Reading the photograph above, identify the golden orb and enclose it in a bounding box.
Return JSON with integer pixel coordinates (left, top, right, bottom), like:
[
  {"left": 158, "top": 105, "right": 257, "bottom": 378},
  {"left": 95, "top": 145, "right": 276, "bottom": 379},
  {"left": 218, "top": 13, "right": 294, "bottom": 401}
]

The problem:
Please convert the items above into a JSON list of strings with one string per line, leaving out blank lines.

Worked solution:
[
  "Reading the photograph above, identify the golden orb and enclose it in a bounding box.",
  "Return JSON with integer pixel coordinates (left, top, right, bottom), like:",
  "[",
  "  {\"left\": 158, \"top\": 105, \"right\": 257, \"bottom\": 378},",
  "  {\"left\": 95, \"top\": 145, \"right\": 276, \"bottom\": 379},",
  "  {\"left\": 218, \"top\": 13, \"right\": 294, \"bottom\": 401}",
  "]"
]